**WORK ORDER**
Give back the full listing exactly as it appears below.

**EXCERPTED DATA**
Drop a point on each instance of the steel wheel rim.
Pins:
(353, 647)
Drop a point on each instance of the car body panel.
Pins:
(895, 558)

**ANSWER SECTION**
Drop a point on each instance of the steel wheel rim.
Pins:
(353, 647)
Drop a point on each instance of the car body panel.
Pins:
(895, 558)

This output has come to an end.